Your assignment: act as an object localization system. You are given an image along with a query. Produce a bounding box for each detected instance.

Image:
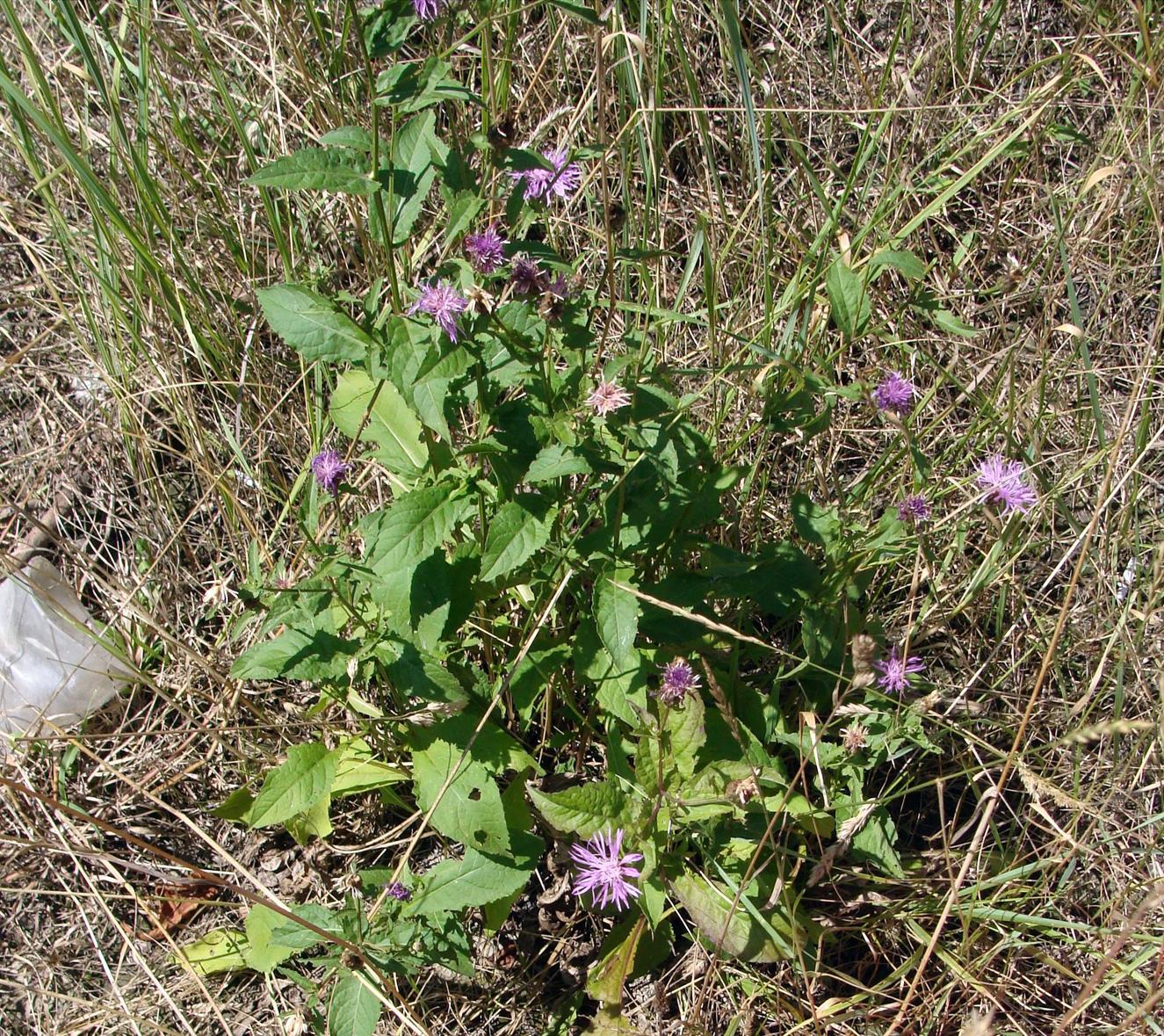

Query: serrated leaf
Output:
[173,928,247,975]
[481,496,556,582]
[329,370,429,475]
[247,148,380,198]
[327,971,382,1036]
[672,873,795,964]
[362,485,468,574]
[526,778,630,838]
[408,836,541,914]
[824,258,873,338]
[257,284,372,363]
[525,444,590,484]
[412,739,510,854]
[594,567,640,667]
[249,742,337,828]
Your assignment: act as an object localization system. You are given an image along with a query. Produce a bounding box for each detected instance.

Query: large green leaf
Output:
[363,485,469,574]
[248,742,339,828]
[526,778,631,838]
[412,739,510,853]
[481,496,554,582]
[258,284,372,363]
[247,148,379,197]
[824,258,873,338]
[327,971,382,1036]
[594,567,639,666]
[329,370,429,475]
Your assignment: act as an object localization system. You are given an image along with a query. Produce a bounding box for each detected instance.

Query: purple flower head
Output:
[465,223,505,273]
[873,648,925,694]
[510,255,546,294]
[873,372,917,417]
[311,449,351,496]
[570,828,642,910]
[408,280,469,342]
[898,492,930,524]
[659,659,699,706]
[977,453,1037,515]
[510,148,582,201]
[585,380,631,417]
[412,0,448,22]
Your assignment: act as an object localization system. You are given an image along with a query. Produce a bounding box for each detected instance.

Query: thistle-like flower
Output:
[659,659,699,707]
[408,280,469,342]
[412,0,448,22]
[510,255,546,294]
[977,453,1038,515]
[465,223,505,273]
[585,380,631,417]
[311,449,351,496]
[873,648,925,694]
[570,828,642,910]
[873,370,917,417]
[898,492,930,524]
[510,148,582,201]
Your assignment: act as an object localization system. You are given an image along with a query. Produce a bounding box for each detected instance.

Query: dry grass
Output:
[0,0,1164,1033]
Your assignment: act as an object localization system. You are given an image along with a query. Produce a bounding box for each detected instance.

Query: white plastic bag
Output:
[0,558,133,740]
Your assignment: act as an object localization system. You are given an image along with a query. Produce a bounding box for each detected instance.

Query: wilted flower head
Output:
[898,492,930,523]
[510,255,546,294]
[465,223,505,273]
[408,280,469,342]
[659,659,699,706]
[873,648,925,694]
[873,372,917,415]
[585,380,631,417]
[311,449,351,496]
[510,148,582,201]
[977,453,1037,515]
[570,828,642,910]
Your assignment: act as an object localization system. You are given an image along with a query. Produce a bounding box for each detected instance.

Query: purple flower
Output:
[465,223,505,273]
[408,280,469,342]
[510,148,582,201]
[873,372,917,417]
[659,659,699,706]
[898,492,930,524]
[977,453,1037,515]
[311,449,351,496]
[873,648,925,694]
[585,380,631,417]
[570,828,642,910]
[510,255,546,294]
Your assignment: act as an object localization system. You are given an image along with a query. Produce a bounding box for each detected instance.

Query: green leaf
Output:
[524,444,590,484]
[481,495,556,582]
[250,742,337,828]
[824,258,873,338]
[408,836,541,914]
[672,873,803,964]
[247,148,380,198]
[329,370,429,475]
[362,485,469,574]
[526,778,630,838]
[327,971,380,1036]
[257,284,372,363]
[412,739,510,853]
[870,249,929,280]
[594,567,639,667]
[173,928,247,974]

Task to carry out → Count how many lines in the listing above contain the string "leaf", treating uppercase and lowercase letters as different. Reply with the number alone.

The answer → 3